* _THE EXERCISE_
Please reproduce the lines starting at the one containing "With respect to this scan, where has the dark" and ending at the one containing "[74,132,124,169]", switching "dark red" to "crimson" and leaving everything else the same.

* _EXERCISE MATERIAL_
┌────────

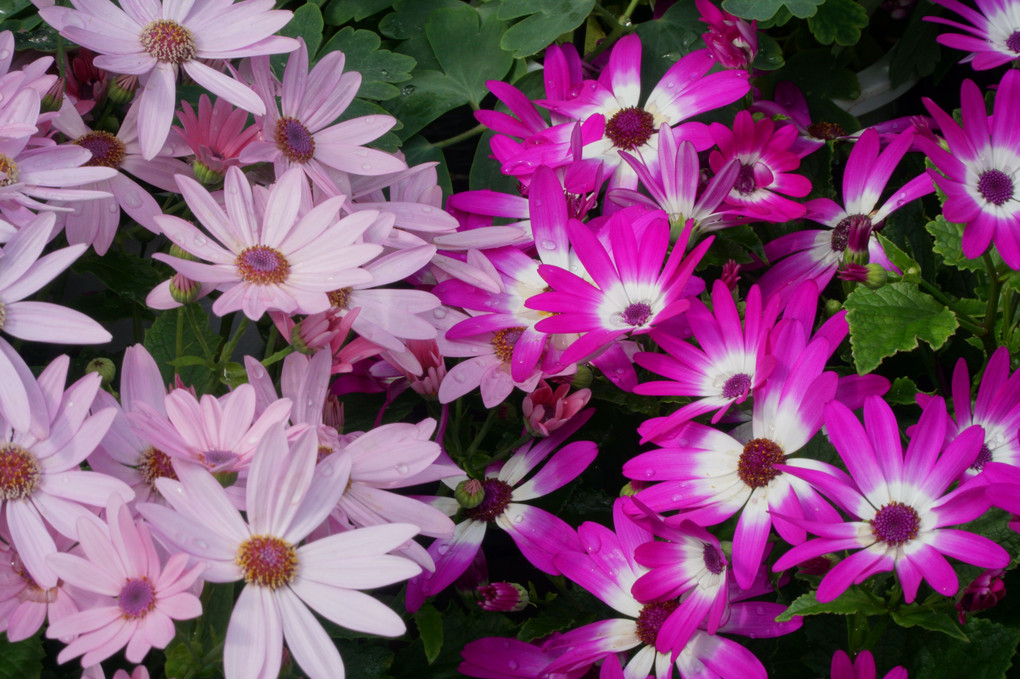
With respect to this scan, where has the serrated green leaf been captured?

└────────
┌────────

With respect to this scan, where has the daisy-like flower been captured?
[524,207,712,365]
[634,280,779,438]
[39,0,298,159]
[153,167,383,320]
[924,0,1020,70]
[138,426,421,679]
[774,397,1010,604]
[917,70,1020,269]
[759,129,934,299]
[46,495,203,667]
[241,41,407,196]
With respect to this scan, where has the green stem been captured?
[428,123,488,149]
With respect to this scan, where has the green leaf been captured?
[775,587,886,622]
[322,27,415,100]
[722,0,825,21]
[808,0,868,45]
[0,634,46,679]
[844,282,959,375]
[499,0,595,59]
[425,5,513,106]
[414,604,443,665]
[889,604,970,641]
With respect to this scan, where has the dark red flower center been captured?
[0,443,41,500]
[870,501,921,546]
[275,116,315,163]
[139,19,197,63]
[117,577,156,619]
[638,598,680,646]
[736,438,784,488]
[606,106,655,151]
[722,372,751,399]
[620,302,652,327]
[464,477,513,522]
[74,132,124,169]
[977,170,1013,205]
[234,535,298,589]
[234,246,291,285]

└────────

* _RESULT_
With respect to this scan, where has the crimson flower center been captured?
[0,443,41,500]
[870,501,921,546]
[275,116,315,163]
[139,19,197,63]
[117,577,156,619]
[638,598,680,646]
[736,438,784,488]
[606,106,655,151]
[722,372,751,399]
[620,302,652,327]
[464,477,513,522]
[74,132,124,169]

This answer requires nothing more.